## ARTICLE
Start

SE-0493: Support `async` calls in `defer` bodies

As an outsider, I notice that defer async {…} is largely rejected as a requirement because it’s not necessary in the common case of minimal defer blocks.

But perhaps it should still be permitted, and, if declared, it could lead to easier scanning and helpful warnings and errors?

It’s akin to type-inference for a local variable. In complicated cases it can be clearer to state the intention up front, even if redundant, for purposes of scanning the code. The verbosity of prefix declarations can be easier to read than the more concise but indefinite inference from scanning the whole block, particularly for complex aspects.

A defer block is unlike do, while, or if because it has this weird non-local action-at-a-distance effect that’s already hard to think about. For async calls in particular, it would be helpful to know that there’s always another suspension point for the given context. (After all, it was decided to require awaitat every possible suspension point.)

As a precedent, I’d think the same could be true for other effects: even when they could be inferred (somewhere in the nether regions of the closure…), they should be able to be stated for clarity and fo feedback when they’re not true (e.g., when other types of errors are being thrown).

But how far to take this prefix/declaration approach?

End

## REQUIRED TASK 1
In the SE-0493 post, what does the writer say stating `defer async` up front is akin to?
## REQUIRED TASK 2
Reproduce the SE-0493 post word for word, from "As an outsider, I" up to and including "for complex aspects.".

## EXCERPTED RECORDS
Start

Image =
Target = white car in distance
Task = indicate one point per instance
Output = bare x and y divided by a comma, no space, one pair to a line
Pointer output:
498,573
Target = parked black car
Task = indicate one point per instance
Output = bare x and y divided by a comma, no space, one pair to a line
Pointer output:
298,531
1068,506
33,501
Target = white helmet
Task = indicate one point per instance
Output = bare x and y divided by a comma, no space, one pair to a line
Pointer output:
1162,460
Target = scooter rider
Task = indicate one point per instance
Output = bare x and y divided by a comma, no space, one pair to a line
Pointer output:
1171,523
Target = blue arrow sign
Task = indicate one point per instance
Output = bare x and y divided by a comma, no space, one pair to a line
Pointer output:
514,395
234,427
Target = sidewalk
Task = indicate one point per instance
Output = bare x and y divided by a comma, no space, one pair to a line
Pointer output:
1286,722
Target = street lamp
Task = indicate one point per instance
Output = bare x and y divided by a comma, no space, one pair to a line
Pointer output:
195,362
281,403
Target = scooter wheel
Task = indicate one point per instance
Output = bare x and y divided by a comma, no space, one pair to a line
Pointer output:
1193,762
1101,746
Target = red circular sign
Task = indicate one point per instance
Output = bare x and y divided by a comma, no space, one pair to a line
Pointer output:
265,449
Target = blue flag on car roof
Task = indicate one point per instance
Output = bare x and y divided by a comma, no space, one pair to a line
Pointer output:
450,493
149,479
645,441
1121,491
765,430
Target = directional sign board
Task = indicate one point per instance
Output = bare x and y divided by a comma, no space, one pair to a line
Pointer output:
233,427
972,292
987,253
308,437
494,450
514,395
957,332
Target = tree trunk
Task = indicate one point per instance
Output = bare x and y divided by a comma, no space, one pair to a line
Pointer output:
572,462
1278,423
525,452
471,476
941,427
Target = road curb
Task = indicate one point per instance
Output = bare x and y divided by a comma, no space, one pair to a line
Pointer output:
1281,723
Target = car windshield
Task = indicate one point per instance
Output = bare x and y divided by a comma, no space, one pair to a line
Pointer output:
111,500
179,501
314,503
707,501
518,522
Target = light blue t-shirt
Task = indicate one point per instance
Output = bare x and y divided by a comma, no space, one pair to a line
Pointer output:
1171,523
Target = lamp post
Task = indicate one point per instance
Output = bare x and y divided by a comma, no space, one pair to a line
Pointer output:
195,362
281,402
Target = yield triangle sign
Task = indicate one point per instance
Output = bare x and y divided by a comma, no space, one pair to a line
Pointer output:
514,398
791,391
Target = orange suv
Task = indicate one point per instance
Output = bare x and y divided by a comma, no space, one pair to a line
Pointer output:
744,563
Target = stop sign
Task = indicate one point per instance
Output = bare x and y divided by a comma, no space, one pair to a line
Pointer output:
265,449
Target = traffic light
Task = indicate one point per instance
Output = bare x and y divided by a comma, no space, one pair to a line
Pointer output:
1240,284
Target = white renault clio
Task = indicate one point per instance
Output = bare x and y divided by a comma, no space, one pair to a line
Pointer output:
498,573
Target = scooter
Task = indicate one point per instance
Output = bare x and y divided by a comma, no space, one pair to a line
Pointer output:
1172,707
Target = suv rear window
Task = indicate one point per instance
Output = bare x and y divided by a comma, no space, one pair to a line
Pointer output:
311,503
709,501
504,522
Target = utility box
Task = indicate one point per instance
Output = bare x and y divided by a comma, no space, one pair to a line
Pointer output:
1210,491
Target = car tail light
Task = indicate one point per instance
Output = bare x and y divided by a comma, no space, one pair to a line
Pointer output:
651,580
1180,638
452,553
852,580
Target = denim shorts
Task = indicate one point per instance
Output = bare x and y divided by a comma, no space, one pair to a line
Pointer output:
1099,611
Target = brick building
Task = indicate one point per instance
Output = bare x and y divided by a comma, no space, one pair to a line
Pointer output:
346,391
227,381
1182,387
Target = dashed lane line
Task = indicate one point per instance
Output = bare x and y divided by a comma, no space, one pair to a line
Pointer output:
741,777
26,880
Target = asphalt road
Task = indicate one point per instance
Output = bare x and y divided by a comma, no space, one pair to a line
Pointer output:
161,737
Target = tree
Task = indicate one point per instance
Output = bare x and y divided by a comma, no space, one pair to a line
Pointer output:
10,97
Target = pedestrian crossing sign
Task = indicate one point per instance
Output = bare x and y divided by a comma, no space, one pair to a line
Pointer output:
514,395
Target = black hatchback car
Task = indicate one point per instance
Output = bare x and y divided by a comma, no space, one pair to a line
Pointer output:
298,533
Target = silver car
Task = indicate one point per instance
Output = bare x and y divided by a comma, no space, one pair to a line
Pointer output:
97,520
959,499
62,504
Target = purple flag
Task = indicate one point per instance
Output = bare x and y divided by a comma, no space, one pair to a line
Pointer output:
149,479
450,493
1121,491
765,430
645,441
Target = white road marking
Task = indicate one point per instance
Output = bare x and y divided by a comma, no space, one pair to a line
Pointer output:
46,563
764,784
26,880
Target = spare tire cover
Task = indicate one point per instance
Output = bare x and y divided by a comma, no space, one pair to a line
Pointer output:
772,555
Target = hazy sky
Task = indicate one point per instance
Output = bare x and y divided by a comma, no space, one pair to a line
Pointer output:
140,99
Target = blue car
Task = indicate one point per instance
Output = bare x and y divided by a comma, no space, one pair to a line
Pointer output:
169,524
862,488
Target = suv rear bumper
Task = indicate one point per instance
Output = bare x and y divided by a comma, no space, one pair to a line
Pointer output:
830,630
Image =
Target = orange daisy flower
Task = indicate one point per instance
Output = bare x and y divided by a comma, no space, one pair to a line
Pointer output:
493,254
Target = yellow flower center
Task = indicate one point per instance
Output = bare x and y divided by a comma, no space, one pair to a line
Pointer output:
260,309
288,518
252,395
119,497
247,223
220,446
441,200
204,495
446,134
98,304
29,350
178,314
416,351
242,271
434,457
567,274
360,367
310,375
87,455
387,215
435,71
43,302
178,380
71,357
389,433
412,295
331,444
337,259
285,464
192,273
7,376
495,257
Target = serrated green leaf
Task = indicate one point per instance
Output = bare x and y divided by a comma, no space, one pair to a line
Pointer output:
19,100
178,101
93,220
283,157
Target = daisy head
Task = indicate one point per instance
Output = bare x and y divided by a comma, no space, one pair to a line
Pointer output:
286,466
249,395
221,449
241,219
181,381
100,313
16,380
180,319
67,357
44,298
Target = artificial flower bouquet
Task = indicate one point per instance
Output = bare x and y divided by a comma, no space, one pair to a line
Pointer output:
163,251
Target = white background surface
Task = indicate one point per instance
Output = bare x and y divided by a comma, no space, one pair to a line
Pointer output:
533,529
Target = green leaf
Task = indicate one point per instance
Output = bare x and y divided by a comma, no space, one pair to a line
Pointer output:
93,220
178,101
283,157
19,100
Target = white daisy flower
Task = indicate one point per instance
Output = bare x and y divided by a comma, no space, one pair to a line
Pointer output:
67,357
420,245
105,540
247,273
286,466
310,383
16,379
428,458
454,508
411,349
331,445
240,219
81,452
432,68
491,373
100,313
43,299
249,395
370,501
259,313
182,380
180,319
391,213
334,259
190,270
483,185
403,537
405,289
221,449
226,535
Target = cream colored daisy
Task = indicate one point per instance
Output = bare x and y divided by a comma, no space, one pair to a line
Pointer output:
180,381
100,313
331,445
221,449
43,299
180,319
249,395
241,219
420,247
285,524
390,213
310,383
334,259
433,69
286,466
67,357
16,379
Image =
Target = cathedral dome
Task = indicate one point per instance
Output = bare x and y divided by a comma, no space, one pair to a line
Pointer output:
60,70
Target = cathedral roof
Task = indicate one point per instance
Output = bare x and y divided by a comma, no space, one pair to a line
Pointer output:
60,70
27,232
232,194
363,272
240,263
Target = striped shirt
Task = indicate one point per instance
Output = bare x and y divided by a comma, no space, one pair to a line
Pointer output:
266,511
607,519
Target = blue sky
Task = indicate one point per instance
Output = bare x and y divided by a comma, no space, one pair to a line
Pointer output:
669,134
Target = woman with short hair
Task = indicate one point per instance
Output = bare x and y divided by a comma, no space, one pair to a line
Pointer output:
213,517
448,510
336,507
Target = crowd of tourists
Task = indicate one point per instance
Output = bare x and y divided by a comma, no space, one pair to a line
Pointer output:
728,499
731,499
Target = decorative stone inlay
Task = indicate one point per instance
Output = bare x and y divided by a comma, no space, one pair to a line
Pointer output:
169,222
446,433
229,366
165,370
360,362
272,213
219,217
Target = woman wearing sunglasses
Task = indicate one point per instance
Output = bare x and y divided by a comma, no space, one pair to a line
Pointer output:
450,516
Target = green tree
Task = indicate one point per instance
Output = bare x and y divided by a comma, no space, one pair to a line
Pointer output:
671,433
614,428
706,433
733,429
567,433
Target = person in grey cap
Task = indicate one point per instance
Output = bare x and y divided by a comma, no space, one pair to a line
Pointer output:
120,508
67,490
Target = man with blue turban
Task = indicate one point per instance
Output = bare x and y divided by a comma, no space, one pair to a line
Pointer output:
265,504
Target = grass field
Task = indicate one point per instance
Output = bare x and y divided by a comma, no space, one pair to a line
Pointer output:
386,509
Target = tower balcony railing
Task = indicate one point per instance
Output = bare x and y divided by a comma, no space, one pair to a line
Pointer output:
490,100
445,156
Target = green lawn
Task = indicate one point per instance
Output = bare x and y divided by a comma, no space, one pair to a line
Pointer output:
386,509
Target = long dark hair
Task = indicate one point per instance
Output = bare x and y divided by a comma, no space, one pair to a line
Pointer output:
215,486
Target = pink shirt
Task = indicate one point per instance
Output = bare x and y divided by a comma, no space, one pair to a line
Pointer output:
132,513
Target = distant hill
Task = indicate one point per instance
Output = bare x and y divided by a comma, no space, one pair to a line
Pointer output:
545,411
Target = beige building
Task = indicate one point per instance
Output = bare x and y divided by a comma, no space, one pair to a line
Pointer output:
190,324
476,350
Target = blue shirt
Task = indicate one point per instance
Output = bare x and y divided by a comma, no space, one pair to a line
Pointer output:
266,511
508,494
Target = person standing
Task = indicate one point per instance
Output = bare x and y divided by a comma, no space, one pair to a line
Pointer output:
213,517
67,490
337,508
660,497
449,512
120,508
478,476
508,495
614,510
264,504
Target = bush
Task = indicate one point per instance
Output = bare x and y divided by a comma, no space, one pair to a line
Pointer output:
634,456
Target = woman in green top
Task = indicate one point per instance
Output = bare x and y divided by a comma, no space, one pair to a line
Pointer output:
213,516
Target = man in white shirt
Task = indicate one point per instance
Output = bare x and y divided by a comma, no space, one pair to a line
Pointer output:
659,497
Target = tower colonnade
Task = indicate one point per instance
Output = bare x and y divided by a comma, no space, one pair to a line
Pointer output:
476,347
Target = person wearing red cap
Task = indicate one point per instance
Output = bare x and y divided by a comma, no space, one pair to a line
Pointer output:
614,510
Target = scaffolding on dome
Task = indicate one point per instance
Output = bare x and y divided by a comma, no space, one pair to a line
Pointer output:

End

## EXERCISE RESPONSE 1
Type inference for a local variable.

## EXERCISE RESPONSE 2
As an outsider, I notice that defer async {…} is largely rejected as a requirement because it’s not necessary in the common case of minimal defer blocks.

But perhaps it should still be permitted, and, if declared, it could lead to easier scanning and helpful warnings and errors?

It’s akin to type-inference for a local variable. In complicated cases it can be clearer to state the intention up front, even if redundant, for purposes of scanning the code. The verbosity of prefix declarations can be easier to read than the more concise but indefinite inference from scanning the whole block, particularly for complex aspects.